--- Start of Provided text ---

Beginners guide to growing your own food #2

Do you want to try your hand at growing some food, but don’t know where to start? Then, this is an ideal place to begin. Experienced horticulturalist Sylvia Cordell, Cultivate London’s business and community development manager, will be sharing her top tips every month in her new exclusive Around Ealing blog.

Here is her second blog. You can still read her first blog entry for June.

Sylvia’s blog #2: July

two women in garden leaning on a spade and garden fork
Syliva Cordell and Cultivate London colleague at Hanwell DIG project

We are marching through the growing season, with long dry (mostly) hot days. It’s a good month to take herb cuttings, so that is our focus for July. You can still sow some more seeds this month. Salad seeds such as lettuce, radishes, rocket, and salad leaves. Vegetables like kale, carrots, kohl rabi, and oriental leaves such as mustards, pak choi and mizuna, to name a few.

--- End of Provided text ---
--- Start of Given records ---

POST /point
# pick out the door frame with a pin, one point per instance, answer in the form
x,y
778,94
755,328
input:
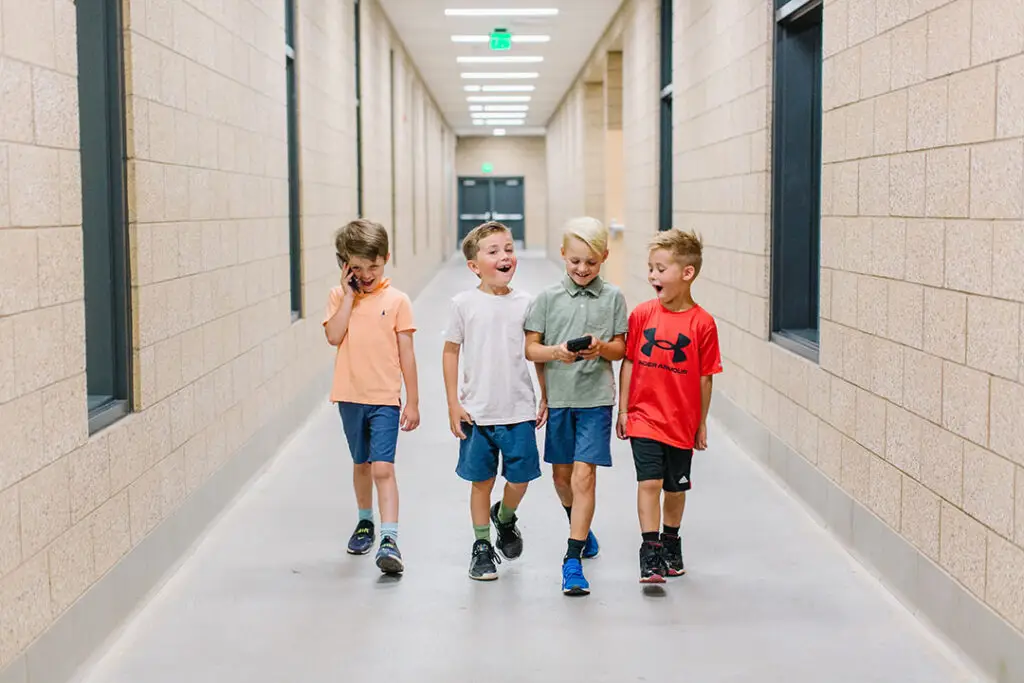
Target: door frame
x,y
488,215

--- End of Given records ---

#### Stated exercise A
In the gardening blog above, what does the July entry focus on?
#### Stated exercise B
Write the next few paragraphs of the July gardening blog, continuing after its last sentence.

#### Expected answer A
Taking herb cuttings.

#### Expected answer B
General tips

  • Weeding: If you have sown some vegetables last month, keep them free of weeds because these can block out light and take up some of those precious nutrients you want for your vegetables
  • Watering: Ensure you keep things watered. With the longer drier days vegetables have a natural habit of wanting to flower and set seed, the drier it is, the quicker they will do this. It’s known as ‘bolting’. Keeping things watered helps to slow or prevent this process ensuring you have some nice vegetables for all your hard work
  • Mulching: If you do get a heavy downpour of rain, try mulching your grow bed with some garden compost or well-rotted manure, both available from any garden centre. This will help to lock in moisture keeping the soil damp. Never do this during a dry spell as it will have the opposite effect.

Growing herbs

Cuttings: Free plants! You can take cuttings of herbs such as sage, rosemary and thyme, oregano. Many community gardens will have these plants and I’m sure will be happy to let you take a cutting or 2.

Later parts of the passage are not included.